◆ EXERCISE OBJECTIVE
Leave the images out, and otherwise write out each entry exactly.

BEGIN EXTRACTED RECORDS

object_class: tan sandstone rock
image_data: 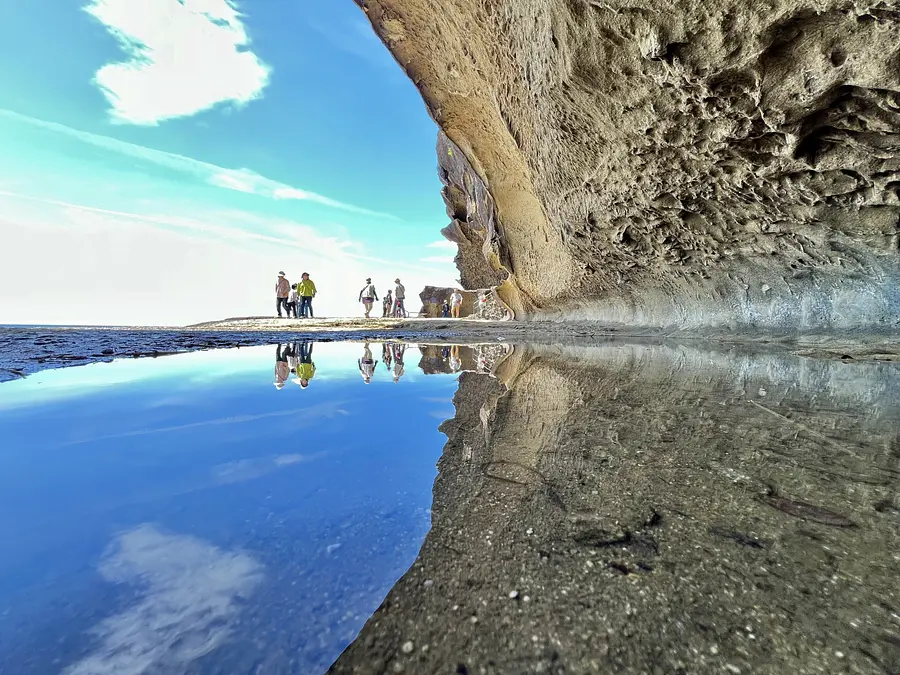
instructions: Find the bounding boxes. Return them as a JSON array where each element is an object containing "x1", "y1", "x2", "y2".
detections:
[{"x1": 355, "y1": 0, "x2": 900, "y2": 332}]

END EXTRACTED RECORDS

◆ RESULT OF THIS EXERCISE
object_class: tan sandstone rock
image_data: 
instructions: Find the bounding boxes. Return them as a JSON array where each element is an object containing "x1", "y1", "x2", "y2".
detections:
[{"x1": 355, "y1": 0, "x2": 900, "y2": 332}]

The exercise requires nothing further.